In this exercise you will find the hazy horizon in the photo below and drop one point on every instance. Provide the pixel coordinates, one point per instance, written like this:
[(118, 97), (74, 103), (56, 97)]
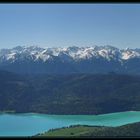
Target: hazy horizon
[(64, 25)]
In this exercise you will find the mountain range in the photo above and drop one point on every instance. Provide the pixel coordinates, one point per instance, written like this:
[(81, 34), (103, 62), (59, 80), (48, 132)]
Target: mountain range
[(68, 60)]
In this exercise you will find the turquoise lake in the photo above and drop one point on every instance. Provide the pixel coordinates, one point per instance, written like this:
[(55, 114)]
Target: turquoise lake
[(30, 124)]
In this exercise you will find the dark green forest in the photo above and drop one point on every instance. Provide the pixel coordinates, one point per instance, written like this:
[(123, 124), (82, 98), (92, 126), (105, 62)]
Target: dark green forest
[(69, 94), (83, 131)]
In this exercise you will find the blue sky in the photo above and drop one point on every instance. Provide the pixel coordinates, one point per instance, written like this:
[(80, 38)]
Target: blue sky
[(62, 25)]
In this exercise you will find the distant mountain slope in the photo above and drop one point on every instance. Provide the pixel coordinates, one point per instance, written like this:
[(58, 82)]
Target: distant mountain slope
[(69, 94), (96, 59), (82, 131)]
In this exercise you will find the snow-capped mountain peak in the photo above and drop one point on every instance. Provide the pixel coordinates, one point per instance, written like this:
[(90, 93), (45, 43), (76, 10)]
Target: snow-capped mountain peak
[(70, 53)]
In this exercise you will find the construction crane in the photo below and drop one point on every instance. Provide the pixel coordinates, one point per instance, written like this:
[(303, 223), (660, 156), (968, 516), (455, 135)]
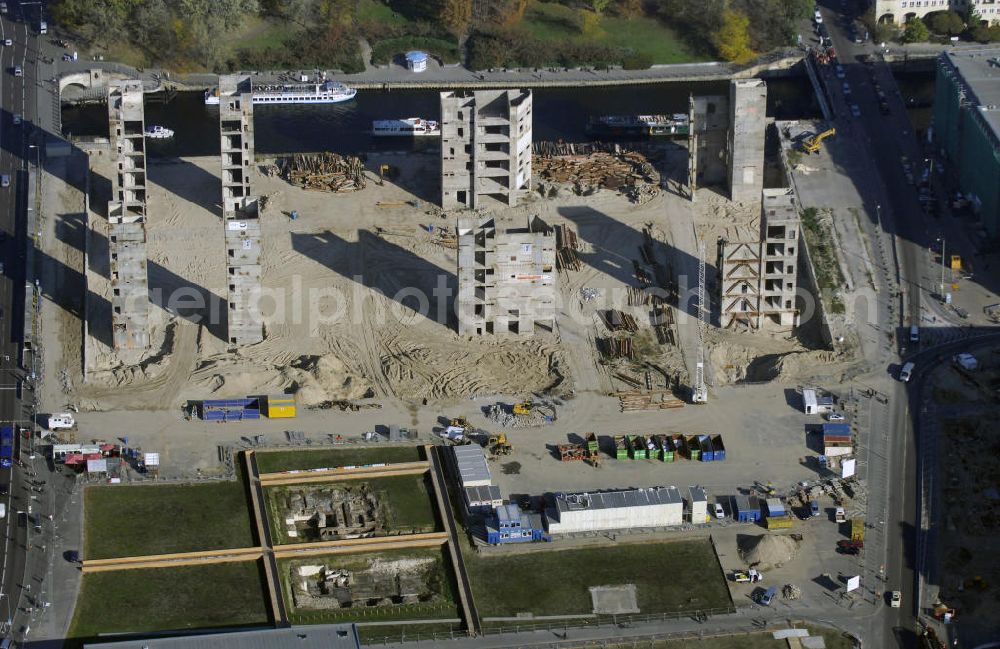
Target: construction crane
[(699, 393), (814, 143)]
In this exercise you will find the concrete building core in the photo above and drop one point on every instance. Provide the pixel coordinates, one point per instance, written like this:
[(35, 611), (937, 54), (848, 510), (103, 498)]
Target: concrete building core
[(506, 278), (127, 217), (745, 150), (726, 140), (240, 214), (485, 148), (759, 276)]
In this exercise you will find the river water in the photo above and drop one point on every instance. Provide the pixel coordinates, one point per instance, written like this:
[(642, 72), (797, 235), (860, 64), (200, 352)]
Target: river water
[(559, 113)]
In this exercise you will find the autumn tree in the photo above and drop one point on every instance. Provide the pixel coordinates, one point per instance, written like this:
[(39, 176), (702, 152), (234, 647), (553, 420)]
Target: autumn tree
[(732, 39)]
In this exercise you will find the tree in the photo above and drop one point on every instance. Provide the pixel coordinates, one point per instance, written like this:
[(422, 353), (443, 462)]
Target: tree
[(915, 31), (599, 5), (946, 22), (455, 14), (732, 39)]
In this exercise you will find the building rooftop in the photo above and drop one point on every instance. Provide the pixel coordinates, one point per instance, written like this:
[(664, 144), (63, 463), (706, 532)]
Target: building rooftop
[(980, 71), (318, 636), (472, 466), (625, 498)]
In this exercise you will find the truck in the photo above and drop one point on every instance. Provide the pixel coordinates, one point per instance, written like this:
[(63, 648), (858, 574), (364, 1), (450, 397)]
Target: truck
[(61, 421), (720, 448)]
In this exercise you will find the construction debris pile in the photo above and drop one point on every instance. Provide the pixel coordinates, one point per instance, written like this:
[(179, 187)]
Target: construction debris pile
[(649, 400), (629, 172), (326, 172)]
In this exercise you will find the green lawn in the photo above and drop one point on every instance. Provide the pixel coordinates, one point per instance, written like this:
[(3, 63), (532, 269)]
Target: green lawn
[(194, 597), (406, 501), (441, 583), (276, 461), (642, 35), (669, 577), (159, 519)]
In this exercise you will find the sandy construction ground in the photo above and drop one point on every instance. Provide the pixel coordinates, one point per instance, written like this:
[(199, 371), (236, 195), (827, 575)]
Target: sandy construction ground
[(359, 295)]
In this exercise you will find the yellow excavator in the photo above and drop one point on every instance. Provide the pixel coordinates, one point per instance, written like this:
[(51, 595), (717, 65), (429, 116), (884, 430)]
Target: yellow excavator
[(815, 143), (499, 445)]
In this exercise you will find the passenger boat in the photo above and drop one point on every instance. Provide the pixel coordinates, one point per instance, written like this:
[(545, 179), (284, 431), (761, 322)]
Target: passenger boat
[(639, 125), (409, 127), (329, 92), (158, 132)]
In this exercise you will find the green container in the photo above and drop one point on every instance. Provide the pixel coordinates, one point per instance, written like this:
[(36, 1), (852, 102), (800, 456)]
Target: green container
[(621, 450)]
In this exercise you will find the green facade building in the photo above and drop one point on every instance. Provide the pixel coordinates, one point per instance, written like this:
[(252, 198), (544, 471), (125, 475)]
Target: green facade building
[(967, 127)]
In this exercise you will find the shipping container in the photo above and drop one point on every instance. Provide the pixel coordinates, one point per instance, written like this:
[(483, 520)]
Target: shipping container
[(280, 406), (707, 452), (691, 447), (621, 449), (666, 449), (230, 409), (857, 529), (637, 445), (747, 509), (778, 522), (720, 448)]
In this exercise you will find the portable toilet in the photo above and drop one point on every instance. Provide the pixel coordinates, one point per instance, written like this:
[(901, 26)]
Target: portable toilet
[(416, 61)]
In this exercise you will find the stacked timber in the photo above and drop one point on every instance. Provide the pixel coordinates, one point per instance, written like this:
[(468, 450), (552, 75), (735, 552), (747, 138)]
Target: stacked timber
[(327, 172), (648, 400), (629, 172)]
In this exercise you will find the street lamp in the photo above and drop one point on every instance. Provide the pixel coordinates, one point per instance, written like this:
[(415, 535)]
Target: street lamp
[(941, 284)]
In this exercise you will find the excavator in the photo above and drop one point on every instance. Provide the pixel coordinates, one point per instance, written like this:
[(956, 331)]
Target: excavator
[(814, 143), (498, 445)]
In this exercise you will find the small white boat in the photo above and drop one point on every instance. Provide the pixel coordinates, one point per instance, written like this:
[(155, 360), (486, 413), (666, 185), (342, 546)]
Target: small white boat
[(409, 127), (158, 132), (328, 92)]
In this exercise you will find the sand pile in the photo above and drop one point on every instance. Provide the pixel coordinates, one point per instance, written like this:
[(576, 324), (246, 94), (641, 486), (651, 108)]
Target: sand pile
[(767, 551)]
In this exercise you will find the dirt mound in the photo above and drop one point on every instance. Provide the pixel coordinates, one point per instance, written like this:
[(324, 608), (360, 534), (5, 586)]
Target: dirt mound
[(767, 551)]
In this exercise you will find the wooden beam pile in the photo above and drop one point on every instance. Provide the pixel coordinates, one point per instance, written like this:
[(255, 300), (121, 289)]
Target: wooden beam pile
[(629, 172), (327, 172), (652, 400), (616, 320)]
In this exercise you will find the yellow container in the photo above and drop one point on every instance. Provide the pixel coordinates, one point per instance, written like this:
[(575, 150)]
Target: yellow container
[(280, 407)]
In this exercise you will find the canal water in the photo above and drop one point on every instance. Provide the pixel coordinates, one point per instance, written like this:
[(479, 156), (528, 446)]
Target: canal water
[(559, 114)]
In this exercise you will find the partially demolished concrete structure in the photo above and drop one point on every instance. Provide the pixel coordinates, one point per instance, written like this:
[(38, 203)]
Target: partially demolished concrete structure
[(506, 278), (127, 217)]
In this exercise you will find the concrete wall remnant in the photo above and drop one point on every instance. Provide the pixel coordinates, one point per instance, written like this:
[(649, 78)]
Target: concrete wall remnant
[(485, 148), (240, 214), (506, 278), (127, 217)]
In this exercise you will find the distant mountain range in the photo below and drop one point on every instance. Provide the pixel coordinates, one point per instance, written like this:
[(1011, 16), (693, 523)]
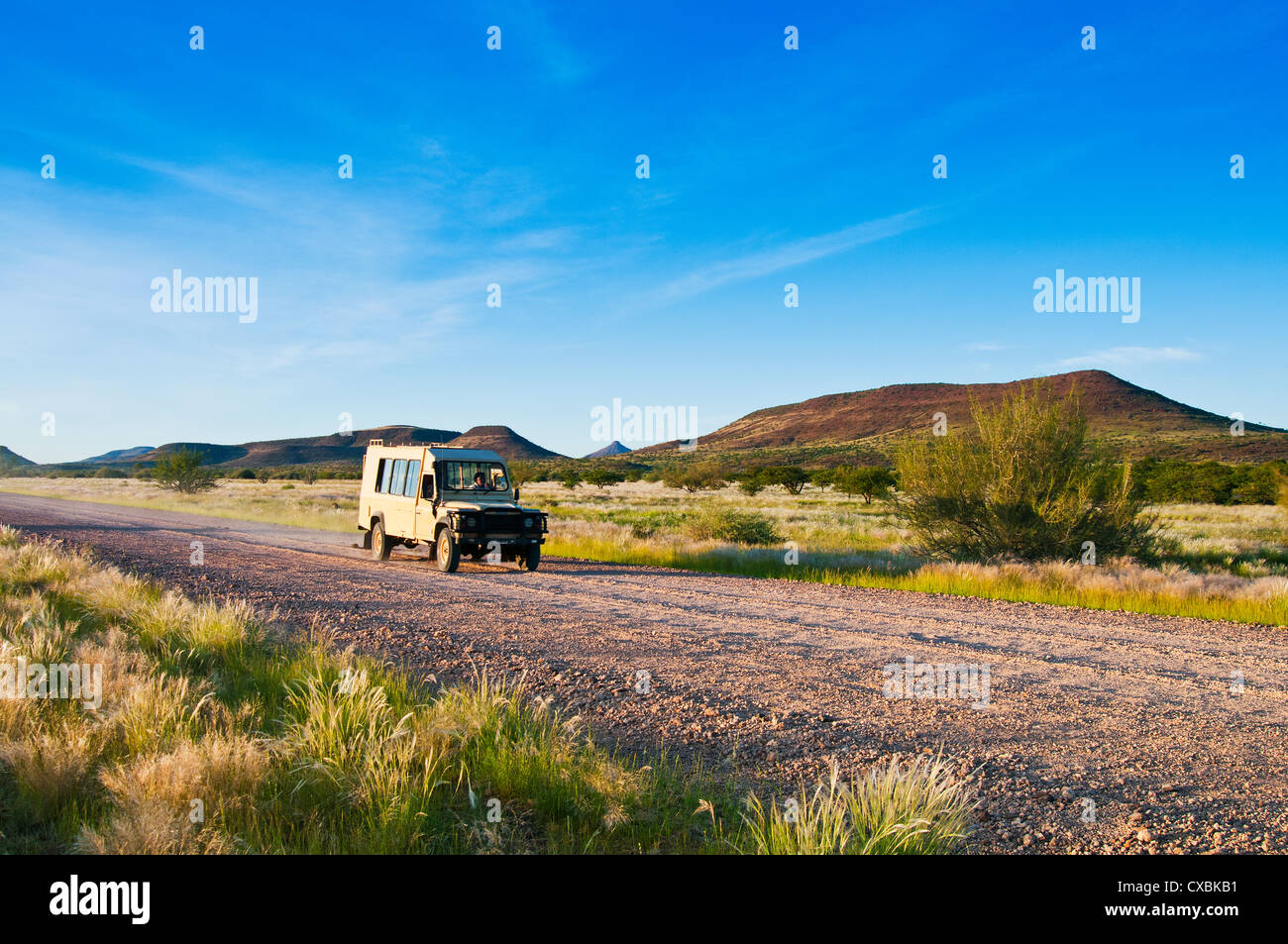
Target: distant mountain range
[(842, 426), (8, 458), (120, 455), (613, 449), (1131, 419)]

==

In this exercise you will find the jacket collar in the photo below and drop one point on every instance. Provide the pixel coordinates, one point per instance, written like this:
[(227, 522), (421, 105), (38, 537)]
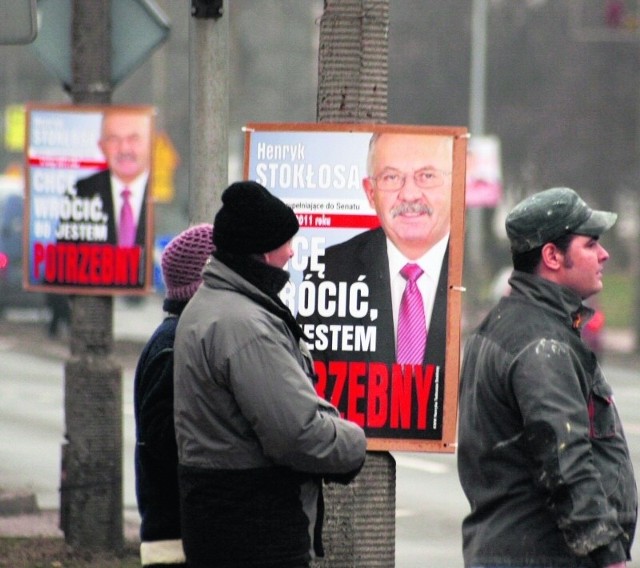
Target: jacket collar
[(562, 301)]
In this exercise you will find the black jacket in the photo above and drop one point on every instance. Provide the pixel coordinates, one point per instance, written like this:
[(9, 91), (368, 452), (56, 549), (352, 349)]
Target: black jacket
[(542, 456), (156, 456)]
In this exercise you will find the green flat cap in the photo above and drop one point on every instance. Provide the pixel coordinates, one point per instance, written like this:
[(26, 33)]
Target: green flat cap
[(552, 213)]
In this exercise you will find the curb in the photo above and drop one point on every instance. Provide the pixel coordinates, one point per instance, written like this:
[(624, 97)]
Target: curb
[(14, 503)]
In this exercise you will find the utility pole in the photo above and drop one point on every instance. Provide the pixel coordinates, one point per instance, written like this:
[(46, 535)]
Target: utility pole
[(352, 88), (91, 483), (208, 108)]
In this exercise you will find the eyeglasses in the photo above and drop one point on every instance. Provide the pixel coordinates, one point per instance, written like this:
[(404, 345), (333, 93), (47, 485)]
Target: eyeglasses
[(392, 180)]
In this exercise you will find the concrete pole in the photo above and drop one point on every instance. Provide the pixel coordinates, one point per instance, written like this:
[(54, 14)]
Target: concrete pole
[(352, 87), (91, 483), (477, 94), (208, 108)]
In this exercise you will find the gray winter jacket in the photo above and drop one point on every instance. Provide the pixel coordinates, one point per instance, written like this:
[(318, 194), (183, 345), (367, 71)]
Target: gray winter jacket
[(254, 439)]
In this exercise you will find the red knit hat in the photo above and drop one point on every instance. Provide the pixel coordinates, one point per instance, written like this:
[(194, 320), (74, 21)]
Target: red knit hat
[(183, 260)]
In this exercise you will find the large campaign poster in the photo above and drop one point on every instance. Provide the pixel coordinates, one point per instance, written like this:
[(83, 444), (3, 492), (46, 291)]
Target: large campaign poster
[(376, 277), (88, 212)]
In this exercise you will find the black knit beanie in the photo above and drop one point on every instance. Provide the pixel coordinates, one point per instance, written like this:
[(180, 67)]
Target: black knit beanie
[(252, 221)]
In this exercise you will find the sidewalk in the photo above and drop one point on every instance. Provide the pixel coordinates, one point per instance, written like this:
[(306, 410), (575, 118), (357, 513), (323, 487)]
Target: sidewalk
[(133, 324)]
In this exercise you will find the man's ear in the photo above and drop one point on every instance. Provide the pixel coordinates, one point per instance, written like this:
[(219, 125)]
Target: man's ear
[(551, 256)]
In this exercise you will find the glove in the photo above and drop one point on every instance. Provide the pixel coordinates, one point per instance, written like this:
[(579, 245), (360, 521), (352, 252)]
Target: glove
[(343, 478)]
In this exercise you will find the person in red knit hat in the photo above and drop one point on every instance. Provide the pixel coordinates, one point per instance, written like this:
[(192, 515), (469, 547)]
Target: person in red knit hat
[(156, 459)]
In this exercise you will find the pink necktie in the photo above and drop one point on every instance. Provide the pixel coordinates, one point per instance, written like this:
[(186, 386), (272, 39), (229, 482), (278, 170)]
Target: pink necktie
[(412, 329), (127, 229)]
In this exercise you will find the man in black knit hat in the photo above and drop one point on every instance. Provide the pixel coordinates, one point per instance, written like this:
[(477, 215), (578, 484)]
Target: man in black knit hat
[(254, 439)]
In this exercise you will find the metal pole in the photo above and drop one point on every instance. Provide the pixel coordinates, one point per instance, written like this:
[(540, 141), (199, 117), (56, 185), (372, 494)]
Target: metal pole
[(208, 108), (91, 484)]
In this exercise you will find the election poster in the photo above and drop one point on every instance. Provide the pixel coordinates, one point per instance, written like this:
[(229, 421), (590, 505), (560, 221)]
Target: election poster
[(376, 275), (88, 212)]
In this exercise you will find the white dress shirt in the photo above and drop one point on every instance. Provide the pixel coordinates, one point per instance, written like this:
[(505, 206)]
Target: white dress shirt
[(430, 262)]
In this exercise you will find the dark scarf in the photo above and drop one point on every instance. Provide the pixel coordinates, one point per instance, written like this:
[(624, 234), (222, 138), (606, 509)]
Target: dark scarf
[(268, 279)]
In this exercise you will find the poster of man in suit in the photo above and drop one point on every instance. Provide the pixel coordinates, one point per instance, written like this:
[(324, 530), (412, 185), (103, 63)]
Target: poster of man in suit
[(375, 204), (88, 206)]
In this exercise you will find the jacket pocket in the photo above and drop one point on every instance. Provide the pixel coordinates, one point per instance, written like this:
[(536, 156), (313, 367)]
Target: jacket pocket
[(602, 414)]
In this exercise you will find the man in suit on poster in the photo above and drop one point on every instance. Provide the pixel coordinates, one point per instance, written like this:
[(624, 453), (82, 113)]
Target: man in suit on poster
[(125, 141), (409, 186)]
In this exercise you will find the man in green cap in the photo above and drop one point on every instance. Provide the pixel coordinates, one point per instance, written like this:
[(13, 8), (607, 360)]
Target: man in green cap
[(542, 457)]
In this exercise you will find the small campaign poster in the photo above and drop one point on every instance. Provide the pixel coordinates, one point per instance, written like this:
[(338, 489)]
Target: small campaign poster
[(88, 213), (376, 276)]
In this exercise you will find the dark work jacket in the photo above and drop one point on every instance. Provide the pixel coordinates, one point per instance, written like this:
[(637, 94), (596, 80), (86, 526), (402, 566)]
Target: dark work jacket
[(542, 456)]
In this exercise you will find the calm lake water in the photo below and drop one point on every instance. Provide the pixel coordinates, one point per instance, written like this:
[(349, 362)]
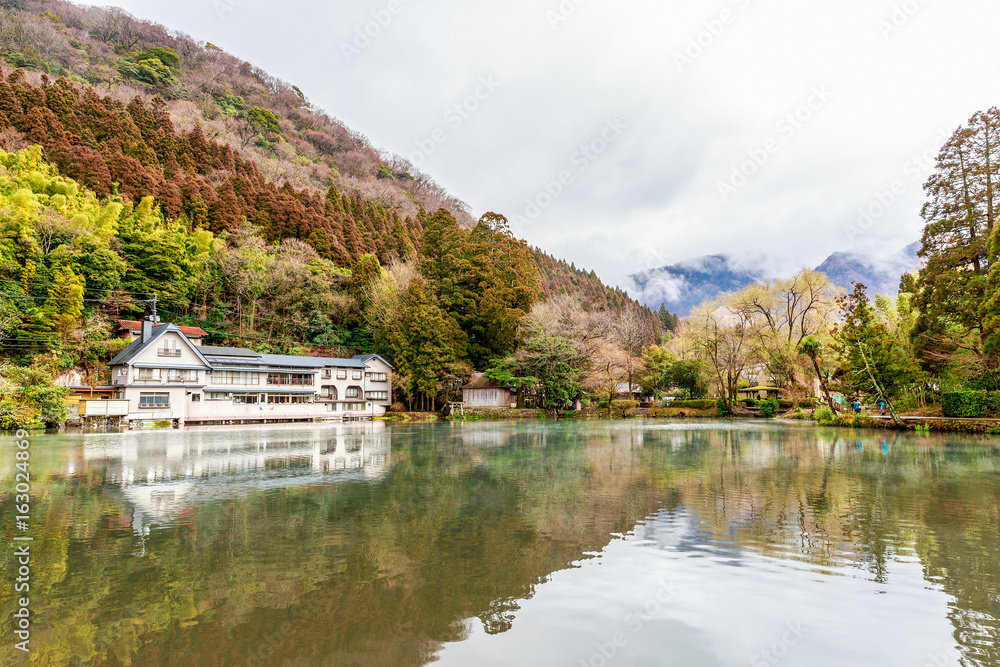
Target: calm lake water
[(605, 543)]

...

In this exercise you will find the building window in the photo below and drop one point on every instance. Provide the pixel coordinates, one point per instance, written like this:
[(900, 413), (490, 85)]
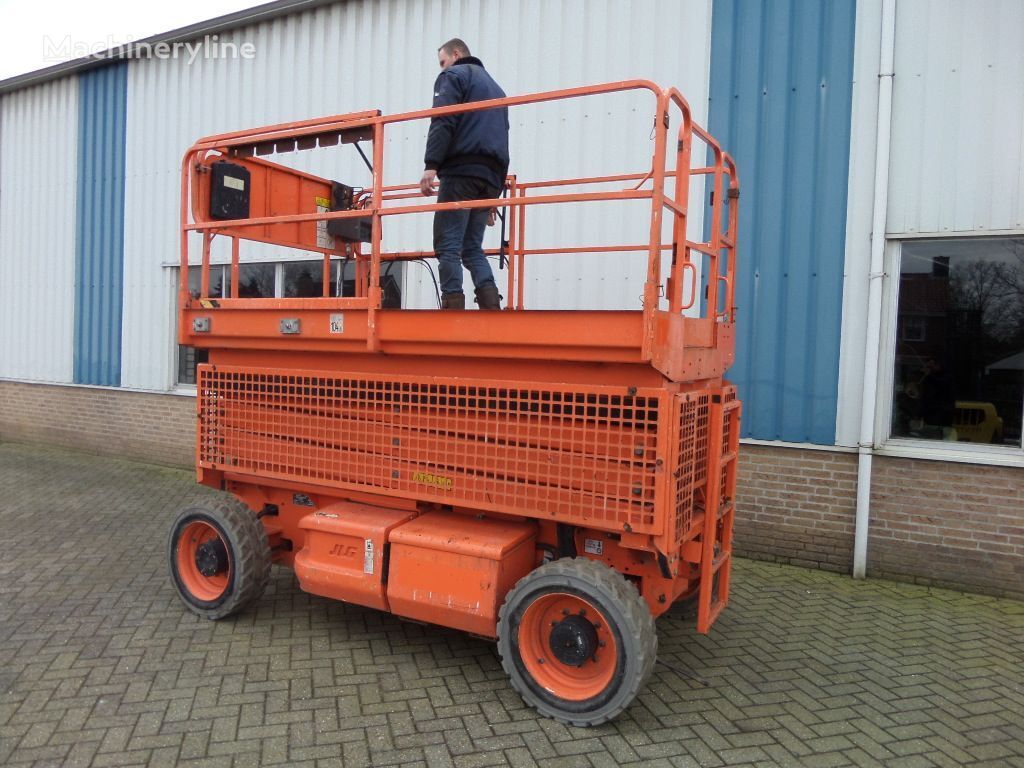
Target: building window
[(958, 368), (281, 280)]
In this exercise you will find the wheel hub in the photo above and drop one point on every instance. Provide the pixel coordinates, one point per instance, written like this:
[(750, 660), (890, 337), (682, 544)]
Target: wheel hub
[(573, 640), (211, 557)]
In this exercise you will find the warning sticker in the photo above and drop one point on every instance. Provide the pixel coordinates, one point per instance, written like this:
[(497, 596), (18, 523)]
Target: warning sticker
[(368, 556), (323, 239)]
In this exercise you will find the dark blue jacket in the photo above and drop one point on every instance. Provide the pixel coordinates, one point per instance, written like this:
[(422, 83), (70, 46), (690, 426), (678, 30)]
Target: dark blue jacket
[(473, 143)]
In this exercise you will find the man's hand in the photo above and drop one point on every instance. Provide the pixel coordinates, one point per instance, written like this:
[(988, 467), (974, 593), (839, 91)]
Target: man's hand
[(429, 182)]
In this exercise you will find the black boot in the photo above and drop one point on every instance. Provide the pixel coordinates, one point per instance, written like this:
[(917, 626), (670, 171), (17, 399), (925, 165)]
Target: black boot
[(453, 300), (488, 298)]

▶ **Task prompt**: Turn everything above, from the line containing "In this exercise you will find the building window" down to the line containing "[(429, 182)]", both included, into a JSON list of strings with one string per line. Skip blank lines and leave out the pictures.

▶ **Task result**:
[
  "In this exercise you will find the building window in the photo below and drop one point on every instance. Provide the pixel coordinates, one point per instance, written like this:",
  "[(900, 413), (490, 85)]",
  "Target: building window",
  "[(958, 368), (281, 280)]",
  "In this exercise you will find the wheel hub in the photo above and drop one point on every instance. Provide the pixel coordinates, one point per instance, written like this:",
  "[(750, 660), (890, 337), (682, 544)]",
  "Target: wheel hub",
  "[(573, 640), (211, 557)]",
  "In this exercise you will find the warning sticker in the photo above and drop one point on every instance. Provide the pixel coordinates, one point per instance, written like this:",
  "[(497, 596), (18, 523)]",
  "Target: warning sticker",
  "[(368, 556), (323, 239)]",
  "In this exercise you will find the dark blue jacket in the photo above and drop one point on every instance. Provide the pixel coordinates, one point per instance, written like this:",
  "[(422, 83), (70, 46), (690, 426), (678, 30)]",
  "Target: dark blue jacket",
  "[(473, 143)]",
  "In this exercise you will find the man's hand in the photo above and drop one point on every instance. Provide the pixel coordinates, one point per instance, written like this:",
  "[(988, 467), (974, 593), (839, 91)]",
  "Target: man's hand",
  "[(429, 182)]"
]